Given information »
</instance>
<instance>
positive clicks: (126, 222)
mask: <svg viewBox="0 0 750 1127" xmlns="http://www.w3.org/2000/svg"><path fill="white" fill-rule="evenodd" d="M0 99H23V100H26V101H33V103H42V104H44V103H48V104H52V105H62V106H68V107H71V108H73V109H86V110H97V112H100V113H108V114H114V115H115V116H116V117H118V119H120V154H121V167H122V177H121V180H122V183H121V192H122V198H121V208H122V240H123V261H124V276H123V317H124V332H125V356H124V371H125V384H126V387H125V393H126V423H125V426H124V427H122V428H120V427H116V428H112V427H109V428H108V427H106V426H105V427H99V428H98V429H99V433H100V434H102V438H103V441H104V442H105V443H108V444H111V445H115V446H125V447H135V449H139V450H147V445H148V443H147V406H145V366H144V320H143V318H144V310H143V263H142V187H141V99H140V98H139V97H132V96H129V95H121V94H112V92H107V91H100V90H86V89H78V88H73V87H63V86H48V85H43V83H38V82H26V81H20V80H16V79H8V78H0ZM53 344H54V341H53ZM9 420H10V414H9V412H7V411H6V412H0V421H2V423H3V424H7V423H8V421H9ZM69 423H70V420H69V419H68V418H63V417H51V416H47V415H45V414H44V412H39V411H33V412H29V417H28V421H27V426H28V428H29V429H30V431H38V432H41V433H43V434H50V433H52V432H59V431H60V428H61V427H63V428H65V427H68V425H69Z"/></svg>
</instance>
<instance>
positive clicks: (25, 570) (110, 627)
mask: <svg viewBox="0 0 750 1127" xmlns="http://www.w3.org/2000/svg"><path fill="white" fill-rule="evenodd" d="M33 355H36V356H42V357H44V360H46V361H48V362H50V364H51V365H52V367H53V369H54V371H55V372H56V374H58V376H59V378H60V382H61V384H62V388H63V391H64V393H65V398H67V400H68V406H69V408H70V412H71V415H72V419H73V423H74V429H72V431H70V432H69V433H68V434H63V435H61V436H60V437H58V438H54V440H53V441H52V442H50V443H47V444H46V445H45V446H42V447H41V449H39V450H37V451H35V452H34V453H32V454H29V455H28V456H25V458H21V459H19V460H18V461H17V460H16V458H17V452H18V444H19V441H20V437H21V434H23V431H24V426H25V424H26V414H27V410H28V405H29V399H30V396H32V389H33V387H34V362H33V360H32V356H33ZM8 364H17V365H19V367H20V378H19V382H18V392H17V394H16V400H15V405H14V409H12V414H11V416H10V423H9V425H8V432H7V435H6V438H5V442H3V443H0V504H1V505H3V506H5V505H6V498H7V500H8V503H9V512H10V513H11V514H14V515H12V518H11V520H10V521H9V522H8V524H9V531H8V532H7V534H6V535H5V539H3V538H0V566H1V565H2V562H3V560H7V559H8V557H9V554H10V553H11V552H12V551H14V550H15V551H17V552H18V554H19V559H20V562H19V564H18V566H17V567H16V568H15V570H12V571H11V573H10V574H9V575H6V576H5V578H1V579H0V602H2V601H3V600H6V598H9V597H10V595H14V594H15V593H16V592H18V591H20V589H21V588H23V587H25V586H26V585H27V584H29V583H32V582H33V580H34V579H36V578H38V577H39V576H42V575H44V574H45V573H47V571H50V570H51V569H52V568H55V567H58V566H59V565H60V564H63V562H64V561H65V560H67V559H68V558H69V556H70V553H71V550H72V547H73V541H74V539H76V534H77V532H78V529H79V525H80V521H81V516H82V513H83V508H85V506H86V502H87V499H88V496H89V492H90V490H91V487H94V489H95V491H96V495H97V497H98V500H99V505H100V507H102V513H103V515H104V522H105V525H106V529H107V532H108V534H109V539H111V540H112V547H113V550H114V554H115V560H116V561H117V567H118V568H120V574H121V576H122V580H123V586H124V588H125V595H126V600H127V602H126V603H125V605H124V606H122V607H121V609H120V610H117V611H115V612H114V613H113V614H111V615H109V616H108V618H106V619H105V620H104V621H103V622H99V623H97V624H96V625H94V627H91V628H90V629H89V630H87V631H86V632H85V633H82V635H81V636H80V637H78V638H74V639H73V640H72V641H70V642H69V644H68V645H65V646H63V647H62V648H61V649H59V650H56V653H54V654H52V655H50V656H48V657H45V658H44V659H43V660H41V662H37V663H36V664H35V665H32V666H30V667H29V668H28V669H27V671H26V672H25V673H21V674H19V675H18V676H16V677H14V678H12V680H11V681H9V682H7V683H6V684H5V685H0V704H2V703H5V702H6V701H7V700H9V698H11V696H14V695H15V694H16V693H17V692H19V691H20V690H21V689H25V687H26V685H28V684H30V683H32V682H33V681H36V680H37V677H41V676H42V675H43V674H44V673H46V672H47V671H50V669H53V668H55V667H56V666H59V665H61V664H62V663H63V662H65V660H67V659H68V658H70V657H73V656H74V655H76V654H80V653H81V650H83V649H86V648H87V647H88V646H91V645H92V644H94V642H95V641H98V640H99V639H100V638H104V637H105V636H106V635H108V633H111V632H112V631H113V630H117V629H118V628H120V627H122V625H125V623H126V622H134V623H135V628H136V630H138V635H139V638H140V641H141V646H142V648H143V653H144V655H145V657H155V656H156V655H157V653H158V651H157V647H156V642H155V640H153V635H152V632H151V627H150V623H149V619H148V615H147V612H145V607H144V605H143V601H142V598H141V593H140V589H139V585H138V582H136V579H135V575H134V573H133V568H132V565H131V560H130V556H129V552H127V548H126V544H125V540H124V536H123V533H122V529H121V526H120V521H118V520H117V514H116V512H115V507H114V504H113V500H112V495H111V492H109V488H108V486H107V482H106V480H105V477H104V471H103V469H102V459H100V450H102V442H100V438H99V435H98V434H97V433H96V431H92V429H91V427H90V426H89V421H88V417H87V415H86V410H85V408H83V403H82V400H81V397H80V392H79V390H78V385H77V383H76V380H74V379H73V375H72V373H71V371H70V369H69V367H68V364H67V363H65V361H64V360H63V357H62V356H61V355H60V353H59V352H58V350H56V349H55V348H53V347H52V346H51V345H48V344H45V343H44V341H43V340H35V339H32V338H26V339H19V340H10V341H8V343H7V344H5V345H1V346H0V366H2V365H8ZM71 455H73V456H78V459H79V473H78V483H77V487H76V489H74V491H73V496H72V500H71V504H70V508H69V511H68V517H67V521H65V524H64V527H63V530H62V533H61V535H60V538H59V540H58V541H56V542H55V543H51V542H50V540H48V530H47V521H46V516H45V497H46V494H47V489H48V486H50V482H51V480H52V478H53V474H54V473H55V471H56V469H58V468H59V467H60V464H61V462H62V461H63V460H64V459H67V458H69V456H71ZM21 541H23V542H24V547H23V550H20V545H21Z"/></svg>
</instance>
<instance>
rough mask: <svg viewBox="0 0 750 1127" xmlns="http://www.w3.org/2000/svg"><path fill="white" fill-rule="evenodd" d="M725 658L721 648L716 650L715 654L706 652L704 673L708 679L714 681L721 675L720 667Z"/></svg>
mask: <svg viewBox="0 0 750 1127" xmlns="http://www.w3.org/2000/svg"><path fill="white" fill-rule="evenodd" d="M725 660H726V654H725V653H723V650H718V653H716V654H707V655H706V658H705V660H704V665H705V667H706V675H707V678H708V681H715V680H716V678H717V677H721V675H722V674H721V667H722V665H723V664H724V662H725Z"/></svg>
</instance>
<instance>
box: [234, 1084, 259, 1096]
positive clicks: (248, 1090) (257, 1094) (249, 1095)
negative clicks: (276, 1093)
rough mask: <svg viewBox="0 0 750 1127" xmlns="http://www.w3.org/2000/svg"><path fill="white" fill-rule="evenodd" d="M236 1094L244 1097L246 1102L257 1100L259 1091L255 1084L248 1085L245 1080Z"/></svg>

Problem requirements »
Each record should be repeated in full, exactly as it is written.

Your solution »
</instance>
<instance>
positive clicks: (126, 222)
mask: <svg viewBox="0 0 750 1127" xmlns="http://www.w3.org/2000/svg"><path fill="white" fill-rule="evenodd" d="M0 99H23V100H26V101H33V103H42V104H44V103H48V104H52V105H62V106H68V107H71V108H73V109H86V110H97V112H100V113H108V114H114V115H115V116H116V117H118V119H120V154H121V167H122V177H121V180H122V183H121V192H122V198H121V208H122V240H123V261H124V276H123V317H124V332H125V356H124V371H125V384H126V387H125V393H126V423H125V426H124V427H122V428H120V427H116V428H112V427H109V428H108V427H106V426H105V427H99V428H98V429H99V433H100V434H102V438H103V441H104V442H105V443H108V444H111V445H115V446H125V447H135V449H139V450H147V445H148V443H147V406H145V366H144V320H143V318H144V310H143V263H142V187H141V99H140V98H139V97H132V96H129V95H121V94H112V92H107V91H100V90H86V89H78V88H73V87H63V86H48V85H43V83H38V82H26V81H20V80H16V79H8V78H0ZM53 344H54V341H53ZM9 420H10V414H9V412H7V411H6V412H0V421H2V423H3V424H7V423H8V421H9ZM69 423H70V420H69V419H68V418H63V417H51V416H47V415H45V414H44V412H39V411H33V412H29V417H28V421H27V426H28V428H29V429H30V431H38V432H41V433H43V434H50V433H52V432H59V431H60V428H61V427H63V428H65V427H68V425H69Z"/></svg>
</instance>
<instance>
positive clicks: (25, 570) (110, 627)
mask: <svg viewBox="0 0 750 1127" xmlns="http://www.w3.org/2000/svg"><path fill="white" fill-rule="evenodd" d="M33 355H36V356H42V357H44V360H46V361H48V362H50V364H51V365H52V367H53V369H54V371H55V372H56V374H58V376H59V378H60V382H61V384H62V388H63V391H64V393H65V398H67V400H68V406H69V408H70V412H71V415H72V419H73V423H74V429H72V431H70V432H69V433H68V434H63V435H61V436H60V437H58V438H54V440H53V441H52V442H50V443H47V444H46V445H45V446H42V447H41V449H39V450H37V451H35V452H34V453H32V454H29V455H28V456H25V458H21V459H19V460H18V461H17V460H16V458H17V452H18V444H19V441H20V437H21V434H23V431H24V426H25V424H26V414H27V410H28V405H29V399H30V396H32V389H33V387H34V362H33V360H32V356H33ZM8 364H17V365H19V367H20V378H19V382H18V392H17V394H16V400H15V405H14V409H12V414H11V416H10V423H9V425H8V432H7V435H6V438H5V442H3V443H0V504H1V505H3V506H5V505H6V498H7V500H8V503H9V512H10V513H11V514H14V515H12V518H11V520H10V521H9V522H8V524H9V531H8V532H7V534H6V535H5V539H3V538H0V566H1V565H2V562H3V560H7V559H8V557H9V554H10V553H11V552H12V551H14V550H15V551H17V552H18V554H19V559H20V562H19V564H18V566H17V567H16V568H15V570H12V571H11V573H10V574H9V575H6V576H5V578H1V579H0V602H2V601H3V600H6V598H9V597H10V595H14V594H15V593H16V592H18V591H20V589H21V588H23V587H25V586H26V585H27V584H29V583H32V582H33V580H34V579H36V578H38V577H39V576H42V575H44V574H45V573H47V571H50V570H51V569H52V568H55V567H58V566H59V565H60V564H63V562H64V561H65V560H67V559H68V558H69V556H70V553H71V550H72V547H73V541H74V539H76V534H77V532H78V529H79V525H80V521H81V516H82V513H83V508H85V506H86V502H87V499H88V496H89V492H90V490H91V487H94V489H95V491H96V495H97V497H98V500H99V505H100V507H102V513H103V515H104V522H105V525H106V529H107V532H108V534H109V539H111V540H112V547H113V550H114V554H115V560H116V561H117V567H118V568H120V574H121V576H122V580H123V586H124V588H125V595H126V600H127V602H126V603H125V605H124V606H122V607H121V609H120V610H117V611H115V612H114V613H113V614H111V615H109V616H108V618H106V619H105V620H104V621H103V622H99V623H97V624H96V625H94V627H91V628H90V629H89V630H87V631H86V632H85V633H82V635H81V636H80V637H78V638H74V639H73V640H72V641H70V642H69V644H68V645H65V646H63V647H62V648H61V649H59V650H56V653H54V654H52V655H50V656H48V657H45V658H44V659H43V660H41V662H37V663H36V664H35V665H32V666H30V667H29V668H28V669H27V671H26V672H25V673H21V674H19V675H18V676H16V677H14V678H12V680H11V681H9V682H7V683H6V684H5V685H0V704H2V703H5V702H6V701H7V700H9V698H11V696H14V695H15V694H16V693H17V692H19V691H20V690H21V689H25V687H26V685H28V684H30V683H32V682H33V681H36V680H37V677H41V676H42V675H43V674H44V673H46V672H47V671H50V669H53V668H55V667H56V666H59V665H61V664H62V663H63V662H65V660H67V659H68V658H70V657H73V656H74V655H76V654H80V653H81V650H83V649H86V648H87V647H88V646H91V645H92V644H94V642H95V641H98V640H99V639H100V638H104V637H105V636H106V635H108V633H111V632H112V631H113V630H117V629H118V628H120V627H122V625H125V623H126V622H134V623H135V628H136V630H138V635H139V638H140V641H141V646H142V648H143V653H144V655H145V657H155V656H156V655H157V653H158V651H157V647H156V642H155V640H153V635H152V632H151V627H150V623H149V619H148V615H147V612H145V607H144V605H143V601H142V598H141V593H140V589H139V585H138V582H136V579H135V575H134V573H133V568H132V565H131V560H130V556H129V552H127V548H126V544H125V540H124V536H123V533H122V529H121V526H120V521H118V520H117V514H116V512H115V507H114V504H113V500H112V495H111V492H109V488H108V486H107V482H106V480H105V477H104V471H103V469H102V459H100V450H102V442H100V438H99V435H98V434H97V433H96V431H92V429H91V427H90V426H89V421H88V417H87V415H86V410H85V408H83V403H82V400H81V397H80V392H79V390H78V385H77V383H76V380H74V379H73V375H72V373H71V371H70V369H69V367H68V364H67V363H65V361H64V360H63V357H62V356H61V355H60V353H59V352H58V350H56V349H55V348H53V347H52V346H51V345H48V344H45V343H44V341H43V340H35V339H32V338H26V339H19V340H10V341H8V343H7V344H5V345H1V346H0V366H2V365H8ZM71 455H73V456H78V459H79V473H78V483H77V487H76V489H74V491H73V496H72V500H71V504H70V508H69V511H68V517H67V521H65V524H64V527H63V530H62V533H61V535H60V538H59V540H58V541H56V542H55V543H51V542H50V540H48V530H47V521H46V516H45V497H46V494H47V489H48V486H50V482H51V480H52V478H53V474H54V473H55V471H56V469H58V468H59V467H60V464H61V462H62V461H63V460H64V459H67V458H69V456H71ZM21 541H23V542H24V547H23V550H20V545H21Z"/></svg>
</instance>
<instance>
rough mask: <svg viewBox="0 0 750 1127" xmlns="http://www.w3.org/2000/svg"><path fill="white" fill-rule="evenodd" d="M725 658L721 648L716 650L715 654L706 652L704 673L708 679L714 681L721 675L720 667Z"/></svg>
mask: <svg viewBox="0 0 750 1127" xmlns="http://www.w3.org/2000/svg"><path fill="white" fill-rule="evenodd" d="M725 660H726V654H725V653H723V650H718V653H716V654H707V655H706V658H705V660H704V665H705V667H706V675H707V678H708V681H715V680H716V678H717V677H721V675H722V674H721V667H722V665H723V664H724V662H725Z"/></svg>
</instance>
<instance>
box: [234, 1084, 259, 1096]
positive clicks: (248, 1090) (257, 1094) (249, 1095)
negative clicks: (276, 1093)
rough mask: <svg viewBox="0 0 750 1127" xmlns="http://www.w3.org/2000/svg"><path fill="white" fill-rule="evenodd" d="M236 1094L244 1097L246 1102L257 1100L259 1091L255 1084L248 1085L245 1080Z"/></svg>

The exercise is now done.